● **Aim of the task**: Output each of the entries below verbatim, with no changes.

Stored data
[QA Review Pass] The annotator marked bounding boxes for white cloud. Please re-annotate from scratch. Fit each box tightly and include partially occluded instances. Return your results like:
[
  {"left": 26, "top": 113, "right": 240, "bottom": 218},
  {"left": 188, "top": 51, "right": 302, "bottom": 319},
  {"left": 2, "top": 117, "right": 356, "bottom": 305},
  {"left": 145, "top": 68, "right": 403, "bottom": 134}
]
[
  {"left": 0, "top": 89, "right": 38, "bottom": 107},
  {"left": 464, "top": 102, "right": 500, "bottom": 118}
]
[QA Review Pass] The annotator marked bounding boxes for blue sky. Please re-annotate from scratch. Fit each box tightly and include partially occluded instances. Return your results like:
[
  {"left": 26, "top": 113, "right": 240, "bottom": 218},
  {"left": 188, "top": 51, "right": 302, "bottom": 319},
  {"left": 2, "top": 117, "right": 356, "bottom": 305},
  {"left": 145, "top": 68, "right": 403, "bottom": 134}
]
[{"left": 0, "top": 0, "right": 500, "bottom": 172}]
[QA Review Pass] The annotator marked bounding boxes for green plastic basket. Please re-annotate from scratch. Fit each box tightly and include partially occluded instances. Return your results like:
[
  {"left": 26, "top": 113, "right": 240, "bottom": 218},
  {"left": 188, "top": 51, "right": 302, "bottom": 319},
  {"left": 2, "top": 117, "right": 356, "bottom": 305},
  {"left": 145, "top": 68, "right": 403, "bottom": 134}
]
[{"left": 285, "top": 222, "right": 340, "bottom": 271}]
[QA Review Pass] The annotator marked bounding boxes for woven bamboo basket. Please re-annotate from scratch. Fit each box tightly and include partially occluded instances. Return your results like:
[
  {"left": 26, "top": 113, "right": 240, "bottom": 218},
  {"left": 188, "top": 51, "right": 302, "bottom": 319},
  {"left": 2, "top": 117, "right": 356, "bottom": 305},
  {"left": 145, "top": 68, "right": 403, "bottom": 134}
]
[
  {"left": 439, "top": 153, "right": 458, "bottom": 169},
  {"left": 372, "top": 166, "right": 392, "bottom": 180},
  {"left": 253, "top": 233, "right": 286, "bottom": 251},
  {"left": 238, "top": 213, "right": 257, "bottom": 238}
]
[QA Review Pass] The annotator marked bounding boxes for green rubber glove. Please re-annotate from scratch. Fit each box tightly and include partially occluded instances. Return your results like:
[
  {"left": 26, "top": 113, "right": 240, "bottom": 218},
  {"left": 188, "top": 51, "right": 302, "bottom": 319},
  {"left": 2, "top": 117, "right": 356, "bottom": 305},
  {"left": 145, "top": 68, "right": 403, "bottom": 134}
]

● **Result**:
[QA Review Pass] The annotator marked bounding boxes for white cloud. Please re-annotate from scratch. Fit each box tightly and include partially occluded instances. Return your results like:
[
  {"left": 26, "top": 113, "right": 240, "bottom": 218},
  {"left": 188, "top": 51, "right": 302, "bottom": 319},
  {"left": 2, "top": 117, "right": 356, "bottom": 305},
  {"left": 145, "top": 68, "right": 403, "bottom": 134}
]
[
  {"left": 0, "top": 89, "right": 38, "bottom": 107},
  {"left": 464, "top": 102, "right": 500, "bottom": 118}
]
[QA Review Pass] The annotator marked bounding boxes for blue sky. Please re-annotate from scratch. Fit each box tightly and include partially occluded instances. Return your results like:
[
  {"left": 26, "top": 113, "right": 240, "bottom": 218},
  {"left": 188, "top": 51, "right": 302, "bottom": 319},
  {"left": 2, "top": 117, "right": 356, "bottom": 305},
  {"left": 145, "top": 68, "right": 403, "bottom": 134}
]
[{"left": 0, "top": 0, "right": 500, "bottom": 172}]
[QA Review Pass] The annotator marked bounding boxes for green plastic basket. Please re-annotate from scratch. Fit each box tightly and include partially occluded instances. Return your results like:
[
  {"left": 26, "top": 113, "right": 240, "bottom": 218},
  {"left": 188, "top": 51, "right": 302, "bottom": 319},
  {"left": 2, "top": 117, "right": 356, "bottom": 305},
  {"left": 145, "top": 68, "right": 403, "bottom": 134}
]
[{"left": 285, "top": 222, "right": 340, "bottom": 271}]
[QA Review Pass] The annotator marked bounding boxes for woven bamboo basket. Please re-annotate from scratch. Fit each box tightly and include partially occluded instances. Return your results like:
[
  {"left": 26, "top": 113, "right": 240, "bottom": 218},
  {"left": 188, "top": 51, "right": 302, "bottom": 319},
  {"left": 2, "top": 117, "right": 356, "bottom": 305},
  {"left": 145, "top": 68, "right": 403, "bottom": 134}
]
[
  {"left": 439, "top": 153, "right": 458, "bottom": 169},
  {"left": 372, "top": 166, "right": 392, "bottom": 180},
  {"left": 253, "top": 233, "right": 286, "bottom": 251},
  {"left": 238, "top": 213, "right": 257, "bottom": 238}
]
[QA Review Pass] The annotator marked bounding boxes for green rubber glove. Please re-annotate from scratch. Fit each box tightly and include partially occluded instances. Return your results like:
[
  {"left": 26, "top": 113, "right": 240, "bottom": 218},
  {"left": 188, "top": 51, "right": 302, "bottom": 319},
  {"left": 2, "top": 117, "right": 356, "bottom": 305},
  {"left": 145, "top": 68, "right": 403, "bottom": 134}
]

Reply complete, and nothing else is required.